Task inputs:
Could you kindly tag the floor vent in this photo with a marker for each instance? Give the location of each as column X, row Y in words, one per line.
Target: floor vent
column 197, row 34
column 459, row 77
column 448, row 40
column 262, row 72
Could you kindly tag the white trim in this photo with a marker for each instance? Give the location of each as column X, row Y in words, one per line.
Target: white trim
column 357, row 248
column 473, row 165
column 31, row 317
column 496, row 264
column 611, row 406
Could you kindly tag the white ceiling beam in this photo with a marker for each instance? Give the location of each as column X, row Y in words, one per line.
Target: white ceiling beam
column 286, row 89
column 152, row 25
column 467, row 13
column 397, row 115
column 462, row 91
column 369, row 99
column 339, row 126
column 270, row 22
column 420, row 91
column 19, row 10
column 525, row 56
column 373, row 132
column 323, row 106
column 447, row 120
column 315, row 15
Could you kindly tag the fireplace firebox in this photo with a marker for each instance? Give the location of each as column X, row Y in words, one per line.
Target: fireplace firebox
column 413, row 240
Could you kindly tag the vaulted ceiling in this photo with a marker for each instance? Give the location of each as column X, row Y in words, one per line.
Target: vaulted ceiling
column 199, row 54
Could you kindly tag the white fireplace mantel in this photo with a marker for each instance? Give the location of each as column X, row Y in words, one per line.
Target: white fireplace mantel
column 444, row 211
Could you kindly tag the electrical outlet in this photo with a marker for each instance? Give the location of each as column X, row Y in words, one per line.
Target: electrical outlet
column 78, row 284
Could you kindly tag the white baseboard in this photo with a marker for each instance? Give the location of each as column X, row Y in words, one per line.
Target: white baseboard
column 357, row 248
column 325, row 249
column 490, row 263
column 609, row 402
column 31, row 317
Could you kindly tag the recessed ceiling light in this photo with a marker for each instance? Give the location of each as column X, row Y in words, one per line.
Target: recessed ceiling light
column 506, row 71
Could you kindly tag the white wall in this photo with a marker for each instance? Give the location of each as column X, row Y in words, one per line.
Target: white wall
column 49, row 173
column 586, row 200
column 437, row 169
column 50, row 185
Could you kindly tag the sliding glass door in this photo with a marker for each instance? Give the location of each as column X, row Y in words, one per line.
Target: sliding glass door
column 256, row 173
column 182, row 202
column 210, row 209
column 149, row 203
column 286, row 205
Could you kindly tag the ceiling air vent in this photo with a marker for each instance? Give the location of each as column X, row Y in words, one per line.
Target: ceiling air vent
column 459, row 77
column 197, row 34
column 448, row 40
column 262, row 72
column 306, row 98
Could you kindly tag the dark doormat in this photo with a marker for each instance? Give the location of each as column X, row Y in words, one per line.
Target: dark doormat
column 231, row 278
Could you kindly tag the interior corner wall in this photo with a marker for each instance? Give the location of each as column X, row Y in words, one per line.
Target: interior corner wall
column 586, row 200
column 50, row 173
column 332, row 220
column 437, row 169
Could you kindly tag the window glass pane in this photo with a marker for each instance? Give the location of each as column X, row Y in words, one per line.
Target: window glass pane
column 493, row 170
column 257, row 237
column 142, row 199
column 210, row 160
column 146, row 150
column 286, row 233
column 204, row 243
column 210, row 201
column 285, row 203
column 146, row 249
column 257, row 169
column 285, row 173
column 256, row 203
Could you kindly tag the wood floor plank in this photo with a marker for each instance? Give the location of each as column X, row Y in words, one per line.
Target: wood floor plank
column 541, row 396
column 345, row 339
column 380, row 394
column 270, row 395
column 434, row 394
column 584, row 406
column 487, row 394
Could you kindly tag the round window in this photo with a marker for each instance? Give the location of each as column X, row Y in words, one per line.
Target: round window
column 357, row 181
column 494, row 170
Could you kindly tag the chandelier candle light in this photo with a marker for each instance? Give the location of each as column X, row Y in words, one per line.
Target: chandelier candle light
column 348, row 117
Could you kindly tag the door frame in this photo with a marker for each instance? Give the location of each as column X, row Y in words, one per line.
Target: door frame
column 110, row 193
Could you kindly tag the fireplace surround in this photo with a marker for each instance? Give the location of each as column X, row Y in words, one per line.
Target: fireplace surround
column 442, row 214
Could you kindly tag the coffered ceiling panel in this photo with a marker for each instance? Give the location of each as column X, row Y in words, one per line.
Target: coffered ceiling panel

Task statement: Set down every row above again, line for line, with no changes to wording, numbers, or order.

Solution to this task:
Could you kindly tag the floor vent in this photo with a marker for each instance? Give the location of each as column X, row Y in words, one per line.
Target: floor vent
column 197, row 34
column 459, row 77
column 448, row 40
column 262, row 72
Could you kindly tag the white trim in this photo with a marker for each instance? Give the location of each as column X, row Y in words, one per line.
Target: white trim
column 357, row 248
column 473, row 165
column 31, row 317
column 496, row 264
column 611, row 406
Could you kindly tag the white ceiling beam in this photo with a marker for each instance? Give the location of each as column X, row Y in words, one per line.
Target: white ceiling beam
column 286, row 89
column 152, row 25
column 467, row 13
column 397, row 115
column 462, row 91
column 369, row 99
column 339, row 126
column 270, row 22
column 420, row 91
column 19, row 10
column 525, row 56
column 373, row 132
column 323, row 106
column 447, row 120
column 315, row 15
Could you kindly tag the fireplace firebox in this photo with a marker for each instance? Give the location of each as column X, row Y in words, one per line.
Target: fireplace firebox
column 413, row 240
Could you kindly tag the vaulted ceiling in this photo with a marker for each instance? Give the location of each as column X, row Y in words, one per line.
Target: vaulted ceiling
column 199, row 54
Could you kindly tag the white fireplace mantel in this photo with a marker for each instance? Give the location of each as column X, row Y in words, one per line.
Target: white fireplace mantel
column 444, row 211
Could you kindly tag the electrical outlet in this photo with a marker for each instance? Give the location of each as column X, row Y in words, one per line.
Target: electrical outlet
column 78, row 284
Could you kindly tag the white baseboard in this photo with a marker for each instance? Give the location of each as column X, row Y in words, one per line.
Target: white baseboard
column 357, row 248
column 325, row 249
column 490, row 263
column 609, row 402
column 31, row 317
Could you kindly tag the recessed ceiling light in this photo with a marker for each instance? Give the location of each as column X, row Y in words, one per line.
Target: recessed ceiling light
column 506, row 71
Could you kindly tag the white wall in this photo with a marker for each instance? Give the location of each as column X, row Y in words, one per line.
Target: white wall
column 49, row 173
column 586, row 200
column 437, row 169
column 50, row 185
Could you kindly tag the sliding glass door in this photo with a marker for each instance? Give the location of each as column X, row Y in words, one per line.
Target: sliding glass door
column 256, row 173
column 182, row 202
column 210, row 209
column 149, row 203
column 286, row 205
Could you kindly tag the ceiling air vent in this photo with a marker for each instance? Give the location of each as column X, row Y in words, one per line.
Target: ceiling air vent
column 459, row 77
column 197, row 34
column 448, row 40
column 262, row 72
column 306, row 98
Could you kindly tag the dark doormat in this photo with a marker for each instance? Give the location of each as column X, row Y in words, one per line.
Target: dark doormat
column 231, row 278
Could you kindly tag the interior corner wall in this photo with a marker for each instance? Give the location of each as column X, row Y in words, one per line.
Target: interior corner wall
column 586, row 200
column 50, row 173
column 332, row 220
column 437, row 169
Could you kindly tag the window glass pane in this photo with a marker for each instance? Give the location of each as column X, row Y in words, one per line.
Target: window glass pane
column 493, row 170
column 257, row 237
column 142, row 199
column 210, row 160
column 146, row 150
column 286, row 233
column 204, row 243
column 210, row 201
column 285, row 203
column 146, row 249
column 257, row 169
column 285, row 173
column 256, row 203
Could you kindly tag the wood floor plank in this photo with a marker for each instance? Give the location of each as column X, row Y in words, one per line.
Target: wood floor plank
column 541, row 396
column 345, row 339
column 380, row 394
column 270, row 395
column 434, row 394
column 584, row 406
column 487, row 394
Could you kindly tag the round window in this photo with a marker for each instance? Give the location of each as column X, row Y in words, one per line.
Target: round window
column 357, row 181
column 494, row 170
Could you kindly tag the chandelier candle light in this photo with a marker for each instance? Give the location of each as column X, row Y in words, one per line.
Target: chandelier candle light
column 348, row 117
Could you kindly tag the door frame in this photo with a marker for each instance? Give the location of each as column X, row Y in words, one per line.
Target: door frame
column 110, row 193
Could you kindly tag the fireplace surround in this photo with a marker for each instance? Give the location of each as column X, row Y in words, one per line.
Target: fireplace surround
column 442, row 214
Could you kindly tag the coffered ceiling panel in this photo with a marker for each instance? Give the location of each as column X, row Y in words, one per line.
Target: coffered ceiling panel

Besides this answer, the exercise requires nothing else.